▸ **MATERIAL**:
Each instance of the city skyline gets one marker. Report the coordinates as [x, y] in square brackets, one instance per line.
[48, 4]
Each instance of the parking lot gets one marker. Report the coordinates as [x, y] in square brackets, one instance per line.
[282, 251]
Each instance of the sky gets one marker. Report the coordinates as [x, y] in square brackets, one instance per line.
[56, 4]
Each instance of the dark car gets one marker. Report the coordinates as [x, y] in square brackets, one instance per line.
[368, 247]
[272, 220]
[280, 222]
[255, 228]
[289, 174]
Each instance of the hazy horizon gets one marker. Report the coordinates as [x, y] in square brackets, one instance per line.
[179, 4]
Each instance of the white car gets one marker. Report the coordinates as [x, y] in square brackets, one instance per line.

▸ **WORK TO DO**: Reproduce all of the records above word for word, keeping every line in its original order.

▸ **OUTPUT FOR THIS TASK**:
Each instance of the city skyline gets one marker. Report the coordinates as [x, y] in square brackets, one instance per line.
[48, 4]
Each instance of the parking lot gets one marker. Report the coordinates as [x, y] in square brackets, one instance per line.
[282, 251]
Each instance of the sky gets one marker. Report the coordinates as [x, y] in square brackets, one instance per line.
[56, 4]
Each instance of the dark car gets one marker. Report the coordinates as [x, y] in square brackets, one instance per line.
[368, 247]
[272, 220]
[280, 222]
[255, 228]
[289, 174]
Each instance of the hazy horizon gets one marker. Report the coordinates as [x, y] in square brackets, one instance per line.
[179, 4]
Each instance of the white car gets one marker. Report the coordinates as [x, y] in square brackets, one instance per line.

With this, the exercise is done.